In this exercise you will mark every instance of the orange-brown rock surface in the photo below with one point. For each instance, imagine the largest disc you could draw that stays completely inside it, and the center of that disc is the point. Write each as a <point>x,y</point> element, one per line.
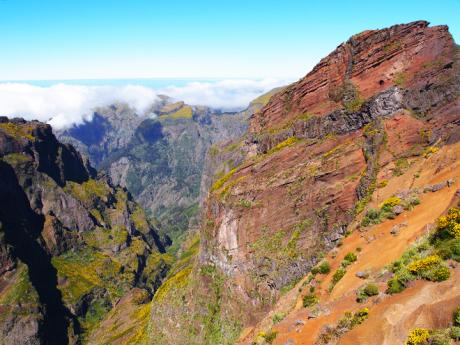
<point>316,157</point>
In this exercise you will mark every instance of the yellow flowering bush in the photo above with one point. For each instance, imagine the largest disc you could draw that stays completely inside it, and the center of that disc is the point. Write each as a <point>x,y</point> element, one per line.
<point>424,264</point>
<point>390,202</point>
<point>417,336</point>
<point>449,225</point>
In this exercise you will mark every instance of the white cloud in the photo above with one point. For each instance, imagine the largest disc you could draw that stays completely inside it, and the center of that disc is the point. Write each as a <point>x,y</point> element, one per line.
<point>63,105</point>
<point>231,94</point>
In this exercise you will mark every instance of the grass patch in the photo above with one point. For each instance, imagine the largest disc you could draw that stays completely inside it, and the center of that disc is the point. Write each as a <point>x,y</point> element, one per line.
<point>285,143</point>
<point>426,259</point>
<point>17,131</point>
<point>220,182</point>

==

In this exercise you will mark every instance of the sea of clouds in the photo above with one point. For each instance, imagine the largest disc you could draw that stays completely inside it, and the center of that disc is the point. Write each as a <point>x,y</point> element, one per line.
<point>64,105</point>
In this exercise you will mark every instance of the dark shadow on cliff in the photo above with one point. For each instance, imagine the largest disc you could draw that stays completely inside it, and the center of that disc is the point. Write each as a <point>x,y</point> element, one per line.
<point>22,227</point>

* * *

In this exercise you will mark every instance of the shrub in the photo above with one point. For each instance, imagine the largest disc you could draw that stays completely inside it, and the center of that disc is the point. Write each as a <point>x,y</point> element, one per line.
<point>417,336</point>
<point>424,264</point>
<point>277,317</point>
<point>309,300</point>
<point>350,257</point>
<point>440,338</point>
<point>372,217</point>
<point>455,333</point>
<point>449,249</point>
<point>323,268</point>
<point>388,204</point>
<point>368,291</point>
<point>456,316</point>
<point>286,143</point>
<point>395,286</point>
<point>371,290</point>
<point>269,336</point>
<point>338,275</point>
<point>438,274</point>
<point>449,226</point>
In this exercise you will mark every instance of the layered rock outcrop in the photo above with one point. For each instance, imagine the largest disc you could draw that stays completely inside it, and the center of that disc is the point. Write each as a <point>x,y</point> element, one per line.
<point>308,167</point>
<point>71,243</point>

:: Task description ::
Count how many lines of the material above contain the word "white", and reply with that number alone.

:: Output for this exercise ::
1